INPUT ROWS

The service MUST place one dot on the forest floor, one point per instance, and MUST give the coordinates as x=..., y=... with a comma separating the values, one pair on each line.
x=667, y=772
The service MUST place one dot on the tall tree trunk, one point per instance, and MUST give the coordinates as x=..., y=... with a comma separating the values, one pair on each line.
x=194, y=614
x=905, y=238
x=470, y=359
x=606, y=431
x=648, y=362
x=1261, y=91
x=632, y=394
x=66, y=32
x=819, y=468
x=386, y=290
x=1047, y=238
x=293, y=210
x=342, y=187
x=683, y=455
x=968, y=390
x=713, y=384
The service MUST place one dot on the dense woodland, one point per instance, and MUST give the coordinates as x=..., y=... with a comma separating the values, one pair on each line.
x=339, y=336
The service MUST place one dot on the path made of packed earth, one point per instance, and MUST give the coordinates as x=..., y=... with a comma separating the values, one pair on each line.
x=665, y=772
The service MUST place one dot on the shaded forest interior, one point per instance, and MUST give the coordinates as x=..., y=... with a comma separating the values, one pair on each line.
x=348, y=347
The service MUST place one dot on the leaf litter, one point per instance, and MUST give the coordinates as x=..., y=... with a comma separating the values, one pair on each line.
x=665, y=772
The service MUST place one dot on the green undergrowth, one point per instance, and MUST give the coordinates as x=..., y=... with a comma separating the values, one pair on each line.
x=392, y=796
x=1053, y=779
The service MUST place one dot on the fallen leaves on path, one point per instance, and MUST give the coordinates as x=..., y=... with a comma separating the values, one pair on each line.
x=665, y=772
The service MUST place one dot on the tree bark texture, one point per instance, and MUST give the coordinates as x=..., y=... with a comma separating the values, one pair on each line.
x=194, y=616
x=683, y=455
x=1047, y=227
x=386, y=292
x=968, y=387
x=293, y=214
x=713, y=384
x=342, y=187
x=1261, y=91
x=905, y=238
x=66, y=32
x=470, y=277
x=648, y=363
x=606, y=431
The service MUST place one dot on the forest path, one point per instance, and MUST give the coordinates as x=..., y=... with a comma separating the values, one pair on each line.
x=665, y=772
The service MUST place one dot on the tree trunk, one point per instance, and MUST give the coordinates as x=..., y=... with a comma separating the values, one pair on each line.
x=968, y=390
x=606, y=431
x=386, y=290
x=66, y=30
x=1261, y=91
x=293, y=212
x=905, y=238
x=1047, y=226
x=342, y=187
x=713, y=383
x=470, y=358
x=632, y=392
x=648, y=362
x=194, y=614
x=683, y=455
...
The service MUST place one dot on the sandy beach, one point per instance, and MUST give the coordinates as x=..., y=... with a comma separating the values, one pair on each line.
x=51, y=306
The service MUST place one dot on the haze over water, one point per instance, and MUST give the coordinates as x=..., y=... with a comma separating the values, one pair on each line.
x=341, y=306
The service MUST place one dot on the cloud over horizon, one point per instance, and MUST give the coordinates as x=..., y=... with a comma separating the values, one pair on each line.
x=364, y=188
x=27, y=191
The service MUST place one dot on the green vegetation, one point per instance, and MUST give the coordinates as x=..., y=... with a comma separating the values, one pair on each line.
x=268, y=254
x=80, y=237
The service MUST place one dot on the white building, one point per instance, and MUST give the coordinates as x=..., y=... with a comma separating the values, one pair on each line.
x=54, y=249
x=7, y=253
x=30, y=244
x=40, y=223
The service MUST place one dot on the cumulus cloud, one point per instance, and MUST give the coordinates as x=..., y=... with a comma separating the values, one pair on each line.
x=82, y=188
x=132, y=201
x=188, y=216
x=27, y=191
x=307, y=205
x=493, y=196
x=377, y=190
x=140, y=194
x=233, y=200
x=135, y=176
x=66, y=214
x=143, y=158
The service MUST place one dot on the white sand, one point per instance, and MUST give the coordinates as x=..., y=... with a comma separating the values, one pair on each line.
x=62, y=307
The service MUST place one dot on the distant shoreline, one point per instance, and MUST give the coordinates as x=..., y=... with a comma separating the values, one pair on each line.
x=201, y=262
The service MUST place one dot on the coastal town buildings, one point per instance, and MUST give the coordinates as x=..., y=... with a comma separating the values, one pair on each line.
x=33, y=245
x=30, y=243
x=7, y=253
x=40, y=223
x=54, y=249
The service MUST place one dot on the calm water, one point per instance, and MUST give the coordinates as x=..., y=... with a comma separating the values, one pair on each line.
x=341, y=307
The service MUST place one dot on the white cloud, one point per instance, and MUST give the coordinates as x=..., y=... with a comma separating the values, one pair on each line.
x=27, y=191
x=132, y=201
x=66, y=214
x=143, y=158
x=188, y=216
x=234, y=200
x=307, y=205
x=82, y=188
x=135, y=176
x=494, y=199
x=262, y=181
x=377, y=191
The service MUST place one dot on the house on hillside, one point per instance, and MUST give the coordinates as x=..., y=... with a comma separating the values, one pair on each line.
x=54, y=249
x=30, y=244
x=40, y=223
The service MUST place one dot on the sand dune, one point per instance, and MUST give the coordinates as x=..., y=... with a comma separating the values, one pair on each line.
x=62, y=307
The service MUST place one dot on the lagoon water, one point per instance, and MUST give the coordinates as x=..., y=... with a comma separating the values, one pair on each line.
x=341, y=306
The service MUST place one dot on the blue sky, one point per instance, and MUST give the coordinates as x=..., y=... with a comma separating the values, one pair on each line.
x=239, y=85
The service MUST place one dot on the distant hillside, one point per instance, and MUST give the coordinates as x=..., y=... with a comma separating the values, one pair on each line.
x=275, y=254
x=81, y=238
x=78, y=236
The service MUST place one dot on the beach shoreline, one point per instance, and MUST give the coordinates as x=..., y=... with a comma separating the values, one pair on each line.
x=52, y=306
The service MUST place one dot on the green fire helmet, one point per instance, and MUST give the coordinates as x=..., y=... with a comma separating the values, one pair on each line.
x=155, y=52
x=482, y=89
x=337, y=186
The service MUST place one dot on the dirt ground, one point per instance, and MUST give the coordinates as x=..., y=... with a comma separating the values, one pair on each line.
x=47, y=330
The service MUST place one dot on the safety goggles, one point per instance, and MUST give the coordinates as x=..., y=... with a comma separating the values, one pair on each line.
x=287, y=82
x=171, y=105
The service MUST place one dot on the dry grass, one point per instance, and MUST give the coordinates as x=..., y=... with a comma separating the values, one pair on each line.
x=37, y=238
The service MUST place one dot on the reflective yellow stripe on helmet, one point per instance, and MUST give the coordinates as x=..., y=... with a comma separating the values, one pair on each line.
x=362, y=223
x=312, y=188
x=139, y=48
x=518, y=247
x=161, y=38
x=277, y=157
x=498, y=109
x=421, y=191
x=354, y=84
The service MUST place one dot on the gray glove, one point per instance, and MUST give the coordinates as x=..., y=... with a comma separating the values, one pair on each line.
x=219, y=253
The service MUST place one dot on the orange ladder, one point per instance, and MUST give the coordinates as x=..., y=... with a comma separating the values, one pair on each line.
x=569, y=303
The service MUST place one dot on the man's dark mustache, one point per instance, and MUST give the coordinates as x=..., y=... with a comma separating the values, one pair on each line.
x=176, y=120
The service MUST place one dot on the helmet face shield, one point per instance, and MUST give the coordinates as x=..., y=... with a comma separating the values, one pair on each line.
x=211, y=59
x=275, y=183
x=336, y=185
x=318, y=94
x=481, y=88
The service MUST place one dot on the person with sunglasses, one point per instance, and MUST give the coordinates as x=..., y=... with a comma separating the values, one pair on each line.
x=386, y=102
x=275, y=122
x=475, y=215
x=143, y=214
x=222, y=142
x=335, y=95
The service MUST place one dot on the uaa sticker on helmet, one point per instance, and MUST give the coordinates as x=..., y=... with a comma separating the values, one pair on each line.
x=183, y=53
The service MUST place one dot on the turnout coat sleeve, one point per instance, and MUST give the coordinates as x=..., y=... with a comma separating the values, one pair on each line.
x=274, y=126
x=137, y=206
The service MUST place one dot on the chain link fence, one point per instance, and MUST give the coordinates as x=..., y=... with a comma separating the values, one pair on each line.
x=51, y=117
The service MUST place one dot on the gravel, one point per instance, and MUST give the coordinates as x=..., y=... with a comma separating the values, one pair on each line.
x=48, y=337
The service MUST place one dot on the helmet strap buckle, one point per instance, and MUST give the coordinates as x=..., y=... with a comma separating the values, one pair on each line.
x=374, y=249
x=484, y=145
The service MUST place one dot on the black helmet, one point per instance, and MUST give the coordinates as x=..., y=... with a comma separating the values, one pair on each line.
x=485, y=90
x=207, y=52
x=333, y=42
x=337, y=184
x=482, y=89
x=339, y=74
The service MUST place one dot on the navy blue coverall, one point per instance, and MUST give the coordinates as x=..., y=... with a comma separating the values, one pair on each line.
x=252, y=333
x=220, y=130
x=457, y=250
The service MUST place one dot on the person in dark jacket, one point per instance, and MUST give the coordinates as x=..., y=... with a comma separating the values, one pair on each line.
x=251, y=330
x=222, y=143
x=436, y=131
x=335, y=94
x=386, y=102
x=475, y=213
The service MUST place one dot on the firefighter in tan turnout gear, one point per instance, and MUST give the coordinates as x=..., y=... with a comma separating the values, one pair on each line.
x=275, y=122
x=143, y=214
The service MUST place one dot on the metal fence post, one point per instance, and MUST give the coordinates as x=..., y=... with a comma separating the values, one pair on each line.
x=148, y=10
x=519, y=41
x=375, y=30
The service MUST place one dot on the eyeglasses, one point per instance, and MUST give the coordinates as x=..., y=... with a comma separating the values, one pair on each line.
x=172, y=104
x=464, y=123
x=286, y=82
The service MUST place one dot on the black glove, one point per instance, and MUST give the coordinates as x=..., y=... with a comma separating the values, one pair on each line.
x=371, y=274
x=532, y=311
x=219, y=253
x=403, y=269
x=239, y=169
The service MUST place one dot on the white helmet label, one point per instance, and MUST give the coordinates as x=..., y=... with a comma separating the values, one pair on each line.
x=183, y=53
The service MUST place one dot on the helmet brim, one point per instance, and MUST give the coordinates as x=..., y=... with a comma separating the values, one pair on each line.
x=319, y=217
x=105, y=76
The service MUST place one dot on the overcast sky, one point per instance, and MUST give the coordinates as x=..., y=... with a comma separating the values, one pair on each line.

TASK REQUIREMENTS
Reproduce the part of the rows above that opens with the line containing "The service MUST place one dot on the chain" and closes with the line containing "x=339, y=74", including both of those lines, without changing anything.

PROBLEM SOLUTION
The service MUST place one dot on the chain link fence, one point per instance, and MUST give the coordinates as x=..., y=... with a comma separating the values, one pair on each line.
x=51, y=117
The service MUST place one dot on the gravel, one point per instance, and MUST give the coordinates as x=..., y=... with a comma separating the values, one pair on each line.
x=48, y=337
The service MUST place one dot on the helmet strap buckle, one point per instance, and MUST give the coordinates as x=..., y=... with a comma separating the values, one pair on each line.
x=374, y=249
x=484, y=145
The service MUST place one dot on the black helmet, one point per instance, and MUST give the coordinates as x=..., y=... with a comma separating the values, one pair on each line.
x=485, y=90
x=207, y=52
x=333, y=42
x=337, y=184
x=482, y=89
x=339, y=74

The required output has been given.